Can you rewrite everything from the line containing "Game engine object recognition — detect zebra leg" down to the end of the records, swapping "captured frame" for "live frame" and leaving the rest untouched?

>> BEGIN The data

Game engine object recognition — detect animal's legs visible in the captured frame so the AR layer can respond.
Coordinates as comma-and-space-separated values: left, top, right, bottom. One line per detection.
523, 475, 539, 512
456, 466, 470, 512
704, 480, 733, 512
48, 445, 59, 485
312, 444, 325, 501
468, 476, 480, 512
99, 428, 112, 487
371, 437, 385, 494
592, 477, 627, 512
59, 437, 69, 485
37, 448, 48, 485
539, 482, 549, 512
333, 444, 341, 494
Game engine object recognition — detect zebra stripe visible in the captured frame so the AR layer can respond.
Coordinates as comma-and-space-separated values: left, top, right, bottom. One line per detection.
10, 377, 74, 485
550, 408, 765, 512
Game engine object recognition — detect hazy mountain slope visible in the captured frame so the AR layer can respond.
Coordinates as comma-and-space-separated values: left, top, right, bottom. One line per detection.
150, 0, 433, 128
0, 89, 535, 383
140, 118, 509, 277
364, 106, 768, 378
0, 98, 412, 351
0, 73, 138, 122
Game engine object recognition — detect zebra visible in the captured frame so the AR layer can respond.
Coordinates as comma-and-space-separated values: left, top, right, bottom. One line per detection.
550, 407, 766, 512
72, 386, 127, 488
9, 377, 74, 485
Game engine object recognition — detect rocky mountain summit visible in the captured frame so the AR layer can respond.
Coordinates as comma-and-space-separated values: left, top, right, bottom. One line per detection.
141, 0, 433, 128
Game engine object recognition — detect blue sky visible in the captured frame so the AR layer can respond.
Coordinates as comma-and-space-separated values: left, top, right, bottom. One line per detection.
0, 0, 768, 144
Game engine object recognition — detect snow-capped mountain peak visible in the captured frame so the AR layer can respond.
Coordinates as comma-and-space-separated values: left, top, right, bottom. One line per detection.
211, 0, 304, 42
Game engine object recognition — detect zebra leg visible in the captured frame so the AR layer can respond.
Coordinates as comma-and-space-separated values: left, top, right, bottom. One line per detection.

>> END The data

* The completed task
Game engine object recognition — detect zebra leg visible in the live frame so the AR layer can respond.
Coordinates as comma-and-space-separated values: left, top, right, bottom. One line per detection.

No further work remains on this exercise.